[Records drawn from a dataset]
★ ★ ★ ★

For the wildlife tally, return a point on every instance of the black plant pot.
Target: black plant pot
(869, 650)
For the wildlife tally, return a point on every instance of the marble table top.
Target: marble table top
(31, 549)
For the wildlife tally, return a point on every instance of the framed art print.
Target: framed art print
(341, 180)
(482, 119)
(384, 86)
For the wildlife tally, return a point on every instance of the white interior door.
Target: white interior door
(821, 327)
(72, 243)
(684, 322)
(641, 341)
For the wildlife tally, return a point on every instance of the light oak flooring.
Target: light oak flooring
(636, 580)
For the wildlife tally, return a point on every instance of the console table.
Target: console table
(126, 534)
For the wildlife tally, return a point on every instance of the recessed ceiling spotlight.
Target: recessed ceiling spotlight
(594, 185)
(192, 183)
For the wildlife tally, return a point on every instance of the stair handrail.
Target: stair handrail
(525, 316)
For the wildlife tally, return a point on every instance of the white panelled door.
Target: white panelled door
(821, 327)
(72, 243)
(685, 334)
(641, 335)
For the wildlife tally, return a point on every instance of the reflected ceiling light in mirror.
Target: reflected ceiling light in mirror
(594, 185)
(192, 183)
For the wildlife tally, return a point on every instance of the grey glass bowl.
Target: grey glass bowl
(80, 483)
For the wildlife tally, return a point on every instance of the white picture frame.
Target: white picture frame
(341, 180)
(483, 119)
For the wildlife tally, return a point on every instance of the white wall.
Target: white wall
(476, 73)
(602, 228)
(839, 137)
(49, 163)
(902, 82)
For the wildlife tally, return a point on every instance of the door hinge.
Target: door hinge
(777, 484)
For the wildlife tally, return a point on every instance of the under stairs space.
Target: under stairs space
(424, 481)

★ ★ ★ ★

● Task instructions
Write the entries above out again, verbatim.

● Response to the task
For the wildlife tally, return a point on every instance of the black plant pot.
Target: black plant pot
(869, 650)
For the wildlife tally, return a point on every instance of the marble table top.
Target: marble table top
(31, 549)
For the wildlife tally, return a point on every instance of the framed art print.
Target: framed art print
(341, 180)
(482, 119)
(384, 86)
For the wildlife tally, return a point on every instance of the white interior door.
Target: white interior door
(821, 327)
(72, 243)
(684, 322)
(641, 341)
For the wildlife tally, return a point on every instance of the light oak flooring.
Target: light oak flooring
(636, 580)
For the wildlife tally, return a point on every instance of the console table.
Target: console table
(126, 534)
For the wildlife tally, return a point on every instance of the recessed ceiling spotlight.
Target: recessed ceiling spotlight
(594, 185)
(192, 183)
For the wildlife tally, return a point on every instance of the stair handrail.
Target: stair handrail
(525, 316)
For the wildlife tally, return a point on every instance of the white panelled door.
Target: white panelled door
(821, 327)
(72, 243)
(685, 334)
(641, 335)
For the wildlife tally, return a point on every instance of the reflected ceiling light in mirror.
Target: reflected ceiling light in mirror
(594, 185)
(192, 183)
For the wildlife tally, return a point on every instance of the grey glass bowl.
Target: grey glass bowl
(80, 483)
For the wildlife tally, return a point on every instance of the white picture frame.
Target: white picture frame
(341, 180)
(483, 119)
For the wildlife tally, return a point on every instance of the white wall.
Target: white wall
(476, 73)
(602, 228)
(839, 137)
(49, 163)
(902, 82)
For the wildlife tally, return a point on every instance of the door hinge.
Target: door hinge
(777, 484)
For the wildlife tally, return a point on every instance of the under stairs space.
Target: under stairs space
(424, 481)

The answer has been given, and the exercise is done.